Brief
Exactly as written, transcribe the lines that run from the one containing "Objective: one point per instance of the soccer player in green" to the end of the records below.

Data for this exercise
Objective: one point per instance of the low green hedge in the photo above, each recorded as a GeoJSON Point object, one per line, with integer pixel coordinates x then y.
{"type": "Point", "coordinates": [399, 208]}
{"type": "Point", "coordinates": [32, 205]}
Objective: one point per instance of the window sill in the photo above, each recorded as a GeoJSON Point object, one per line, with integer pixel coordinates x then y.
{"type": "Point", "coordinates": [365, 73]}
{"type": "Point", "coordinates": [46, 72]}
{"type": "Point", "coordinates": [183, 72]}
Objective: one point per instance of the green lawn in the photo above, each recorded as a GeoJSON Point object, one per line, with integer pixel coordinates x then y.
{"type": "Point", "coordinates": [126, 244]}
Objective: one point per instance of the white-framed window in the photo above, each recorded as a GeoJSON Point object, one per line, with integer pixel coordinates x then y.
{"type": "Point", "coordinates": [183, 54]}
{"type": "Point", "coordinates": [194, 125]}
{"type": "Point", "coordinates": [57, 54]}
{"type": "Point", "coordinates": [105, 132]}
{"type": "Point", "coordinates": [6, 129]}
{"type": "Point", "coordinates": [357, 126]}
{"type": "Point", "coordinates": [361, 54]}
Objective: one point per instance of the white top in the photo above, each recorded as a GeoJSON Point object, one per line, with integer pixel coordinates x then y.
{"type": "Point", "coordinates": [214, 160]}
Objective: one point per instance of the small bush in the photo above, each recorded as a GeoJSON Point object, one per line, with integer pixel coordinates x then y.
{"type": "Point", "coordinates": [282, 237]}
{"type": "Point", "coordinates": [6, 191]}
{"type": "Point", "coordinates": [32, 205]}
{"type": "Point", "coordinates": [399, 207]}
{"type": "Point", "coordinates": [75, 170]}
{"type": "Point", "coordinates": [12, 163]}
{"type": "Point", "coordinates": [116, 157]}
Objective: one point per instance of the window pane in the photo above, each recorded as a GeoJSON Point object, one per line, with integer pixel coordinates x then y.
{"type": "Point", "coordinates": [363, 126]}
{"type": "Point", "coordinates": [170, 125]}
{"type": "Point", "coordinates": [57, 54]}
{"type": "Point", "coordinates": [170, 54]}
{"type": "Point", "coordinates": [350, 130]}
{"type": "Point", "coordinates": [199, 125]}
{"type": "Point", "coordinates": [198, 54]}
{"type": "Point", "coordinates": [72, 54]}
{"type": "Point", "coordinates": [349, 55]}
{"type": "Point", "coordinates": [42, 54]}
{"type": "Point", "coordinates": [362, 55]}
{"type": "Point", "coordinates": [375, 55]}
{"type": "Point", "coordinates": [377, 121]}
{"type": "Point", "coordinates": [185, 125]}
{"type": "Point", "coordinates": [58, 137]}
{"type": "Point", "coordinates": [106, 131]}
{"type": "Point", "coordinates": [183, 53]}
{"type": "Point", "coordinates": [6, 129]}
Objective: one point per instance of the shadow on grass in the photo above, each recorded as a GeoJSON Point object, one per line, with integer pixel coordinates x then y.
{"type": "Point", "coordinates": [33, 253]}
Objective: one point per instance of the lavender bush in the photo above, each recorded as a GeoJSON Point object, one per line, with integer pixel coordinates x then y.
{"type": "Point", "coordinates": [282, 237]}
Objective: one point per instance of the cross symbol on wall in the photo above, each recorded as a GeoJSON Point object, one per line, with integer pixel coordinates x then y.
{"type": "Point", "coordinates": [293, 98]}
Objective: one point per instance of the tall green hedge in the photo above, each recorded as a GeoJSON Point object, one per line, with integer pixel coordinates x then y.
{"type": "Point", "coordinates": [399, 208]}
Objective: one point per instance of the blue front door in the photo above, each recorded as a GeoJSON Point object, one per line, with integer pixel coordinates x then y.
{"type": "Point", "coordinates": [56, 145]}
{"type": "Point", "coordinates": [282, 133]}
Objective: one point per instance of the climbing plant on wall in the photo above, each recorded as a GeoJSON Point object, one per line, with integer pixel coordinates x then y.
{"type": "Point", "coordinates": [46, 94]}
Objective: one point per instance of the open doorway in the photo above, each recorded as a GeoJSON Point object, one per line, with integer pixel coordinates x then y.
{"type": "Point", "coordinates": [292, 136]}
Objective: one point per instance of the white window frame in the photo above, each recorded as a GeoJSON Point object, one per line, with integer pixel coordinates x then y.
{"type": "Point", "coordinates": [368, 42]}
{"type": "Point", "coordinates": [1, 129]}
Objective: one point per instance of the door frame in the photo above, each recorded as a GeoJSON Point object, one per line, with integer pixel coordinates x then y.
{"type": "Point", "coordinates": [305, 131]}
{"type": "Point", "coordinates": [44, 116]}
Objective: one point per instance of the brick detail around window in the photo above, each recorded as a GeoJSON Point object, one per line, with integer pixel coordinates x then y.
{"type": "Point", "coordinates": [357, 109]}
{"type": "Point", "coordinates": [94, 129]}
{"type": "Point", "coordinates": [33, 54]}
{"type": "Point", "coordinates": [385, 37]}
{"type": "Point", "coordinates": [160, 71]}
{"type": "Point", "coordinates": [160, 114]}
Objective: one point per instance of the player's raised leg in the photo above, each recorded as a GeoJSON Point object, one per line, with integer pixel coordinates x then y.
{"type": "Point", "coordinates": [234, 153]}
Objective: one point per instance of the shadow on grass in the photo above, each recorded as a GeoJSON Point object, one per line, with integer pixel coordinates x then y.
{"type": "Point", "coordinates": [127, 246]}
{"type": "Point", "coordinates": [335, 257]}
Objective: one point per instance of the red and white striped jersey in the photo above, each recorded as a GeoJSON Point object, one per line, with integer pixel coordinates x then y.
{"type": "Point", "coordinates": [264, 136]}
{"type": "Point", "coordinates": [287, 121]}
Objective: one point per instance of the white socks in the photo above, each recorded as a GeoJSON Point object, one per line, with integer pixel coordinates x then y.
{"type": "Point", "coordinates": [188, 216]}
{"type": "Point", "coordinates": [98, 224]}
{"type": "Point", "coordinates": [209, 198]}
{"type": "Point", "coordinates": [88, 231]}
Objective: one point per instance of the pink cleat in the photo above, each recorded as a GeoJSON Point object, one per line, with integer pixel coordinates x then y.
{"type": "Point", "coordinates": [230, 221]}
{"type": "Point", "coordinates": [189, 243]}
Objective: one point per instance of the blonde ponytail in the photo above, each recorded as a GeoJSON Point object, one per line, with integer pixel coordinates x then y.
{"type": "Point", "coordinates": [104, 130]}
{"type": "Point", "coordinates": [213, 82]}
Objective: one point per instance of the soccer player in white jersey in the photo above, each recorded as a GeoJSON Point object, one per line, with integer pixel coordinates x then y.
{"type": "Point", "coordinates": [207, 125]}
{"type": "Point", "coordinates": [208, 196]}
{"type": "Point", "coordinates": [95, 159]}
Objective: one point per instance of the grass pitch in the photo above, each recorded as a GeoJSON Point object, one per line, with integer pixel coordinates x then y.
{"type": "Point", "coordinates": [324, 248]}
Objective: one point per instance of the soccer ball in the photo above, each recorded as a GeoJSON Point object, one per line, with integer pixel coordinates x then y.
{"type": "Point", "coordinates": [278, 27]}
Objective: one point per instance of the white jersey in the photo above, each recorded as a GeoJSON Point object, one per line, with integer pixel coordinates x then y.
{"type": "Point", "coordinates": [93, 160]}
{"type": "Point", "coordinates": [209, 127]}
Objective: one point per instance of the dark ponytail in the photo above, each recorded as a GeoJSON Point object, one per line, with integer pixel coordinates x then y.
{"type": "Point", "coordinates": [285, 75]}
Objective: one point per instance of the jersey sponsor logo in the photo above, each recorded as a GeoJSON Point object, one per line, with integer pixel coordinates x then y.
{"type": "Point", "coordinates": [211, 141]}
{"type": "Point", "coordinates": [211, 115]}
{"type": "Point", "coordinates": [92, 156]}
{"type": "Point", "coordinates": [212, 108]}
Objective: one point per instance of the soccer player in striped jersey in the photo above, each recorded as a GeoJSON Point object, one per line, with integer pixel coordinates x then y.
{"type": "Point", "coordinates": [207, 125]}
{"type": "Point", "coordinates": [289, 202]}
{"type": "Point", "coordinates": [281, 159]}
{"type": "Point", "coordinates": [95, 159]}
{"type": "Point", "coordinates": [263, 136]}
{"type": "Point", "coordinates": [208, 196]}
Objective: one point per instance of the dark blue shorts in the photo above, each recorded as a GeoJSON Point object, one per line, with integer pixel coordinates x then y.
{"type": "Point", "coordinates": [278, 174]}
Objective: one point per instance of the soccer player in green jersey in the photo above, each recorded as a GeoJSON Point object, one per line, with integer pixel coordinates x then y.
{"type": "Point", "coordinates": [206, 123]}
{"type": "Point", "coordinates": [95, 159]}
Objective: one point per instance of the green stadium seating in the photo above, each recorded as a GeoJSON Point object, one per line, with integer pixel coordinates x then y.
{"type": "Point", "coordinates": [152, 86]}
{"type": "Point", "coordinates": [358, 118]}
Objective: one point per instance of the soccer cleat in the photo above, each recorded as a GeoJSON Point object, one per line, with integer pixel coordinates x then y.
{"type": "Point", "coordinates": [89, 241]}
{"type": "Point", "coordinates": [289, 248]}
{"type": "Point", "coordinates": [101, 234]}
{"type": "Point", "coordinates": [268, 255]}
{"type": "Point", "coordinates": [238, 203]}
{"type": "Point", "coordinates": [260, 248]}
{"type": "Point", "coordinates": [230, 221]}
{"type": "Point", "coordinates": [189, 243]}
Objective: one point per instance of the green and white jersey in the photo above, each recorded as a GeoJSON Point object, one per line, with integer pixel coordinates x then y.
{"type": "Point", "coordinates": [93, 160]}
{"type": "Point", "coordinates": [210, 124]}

Output for this exercise
Objective: one point per instance of the soccer player in green jersey in the photo above, each recorded as a GeoJSON Point object, one per line, with integer pixel coordinates x then y.
{"type": "Point", "coordinates": [206, 123]}
{"type": "Point", "coordinates": [95, 159]}
Objective: one point per instance of the green stadium seating in the photo above, each recorded as a GeoJSON Point object, one per line, with integer pixel coordinates x then y.
{"type": "Point", "coordinates": [152, 86]}
{"type": "Point", "coordinates": [358, 118]}
Objective: one point per instance of the soccer cleat in the photo above, each recorded as a GeoJSON Point object, one per line, with integer pixel coordinates x then y.
{"type": "Point", "coordinates": [89, 241]}
{"type": "Point", "coordinates": [289, 248]}
{"type": "Point", "coordinates": [101, 234]}
{"type": "Point", "coordinates": [268, 255]}
{"type": "Point", "coordinates": [238, 203]}
{"type": "Point", "coordinates": [260, 248]}
{"type": "Point", "coordinates": [230, 221]}
{"type": "Point", "coordinates": [189, 243]}
Objective: one point per instance of the green and white jersey in the photo above, each recorded as a GeoJSON Point object, one per line, with integer pixel coordinates x then y.
{"type": "Point", "coordinates": [93, 160]}
{"type": "Point", "coordinates": [210, 124]}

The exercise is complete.